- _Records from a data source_
☆ ☆ ☆ ☆ ☆

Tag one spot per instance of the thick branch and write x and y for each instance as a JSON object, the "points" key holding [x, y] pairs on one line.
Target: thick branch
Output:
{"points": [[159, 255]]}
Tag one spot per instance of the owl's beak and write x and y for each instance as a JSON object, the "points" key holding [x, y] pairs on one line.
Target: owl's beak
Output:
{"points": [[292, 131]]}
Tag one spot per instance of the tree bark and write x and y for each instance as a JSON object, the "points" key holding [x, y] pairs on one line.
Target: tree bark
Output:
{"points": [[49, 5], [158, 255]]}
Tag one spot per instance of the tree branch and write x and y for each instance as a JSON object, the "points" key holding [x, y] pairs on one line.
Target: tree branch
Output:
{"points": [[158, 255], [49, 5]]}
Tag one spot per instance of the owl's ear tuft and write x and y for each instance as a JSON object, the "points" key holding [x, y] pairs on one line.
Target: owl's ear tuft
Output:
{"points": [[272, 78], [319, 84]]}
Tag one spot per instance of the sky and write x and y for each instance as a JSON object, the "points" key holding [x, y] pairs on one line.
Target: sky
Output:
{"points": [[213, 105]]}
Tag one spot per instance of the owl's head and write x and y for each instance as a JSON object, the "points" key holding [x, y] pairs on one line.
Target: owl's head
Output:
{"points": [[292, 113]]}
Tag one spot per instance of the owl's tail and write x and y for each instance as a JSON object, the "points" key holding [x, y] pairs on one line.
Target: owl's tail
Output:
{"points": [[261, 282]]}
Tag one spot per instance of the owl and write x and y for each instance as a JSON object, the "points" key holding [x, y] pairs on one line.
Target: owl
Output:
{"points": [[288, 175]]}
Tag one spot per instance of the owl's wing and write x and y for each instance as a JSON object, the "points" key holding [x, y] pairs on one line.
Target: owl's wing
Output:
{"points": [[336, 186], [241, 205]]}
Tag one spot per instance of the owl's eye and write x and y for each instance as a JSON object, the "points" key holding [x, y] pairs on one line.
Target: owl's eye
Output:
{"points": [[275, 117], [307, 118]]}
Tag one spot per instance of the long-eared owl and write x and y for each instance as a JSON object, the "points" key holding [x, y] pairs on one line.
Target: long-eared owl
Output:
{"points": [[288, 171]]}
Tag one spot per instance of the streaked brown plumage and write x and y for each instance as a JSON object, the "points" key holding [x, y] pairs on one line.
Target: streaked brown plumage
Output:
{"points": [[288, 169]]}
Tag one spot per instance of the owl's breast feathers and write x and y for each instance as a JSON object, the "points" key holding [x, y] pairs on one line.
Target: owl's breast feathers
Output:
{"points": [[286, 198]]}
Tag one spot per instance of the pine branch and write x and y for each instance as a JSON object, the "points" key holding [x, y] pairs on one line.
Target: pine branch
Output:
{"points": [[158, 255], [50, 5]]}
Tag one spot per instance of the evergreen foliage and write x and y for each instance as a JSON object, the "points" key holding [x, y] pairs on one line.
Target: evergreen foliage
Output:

☆ ☆ ☆ ☆ ☆

- _Task to carry out_
Your task is to quote the lines above, beginning with the first and ending with the one that holds "Target: owl's beak".

- _The completed task_
Tag one spot per instance of the thick branch and write x and y for each instance as a JSON object, the "points" key holding [x, y] pairs on one line.
Target: thick branch
Output:
{"points": [[159, 255]]}
Tag one spot per instance of the owl's beak and write x and y for each instance as a JSON object, the "points" key holding [x, y] pairs on one line.
Target: owl's beak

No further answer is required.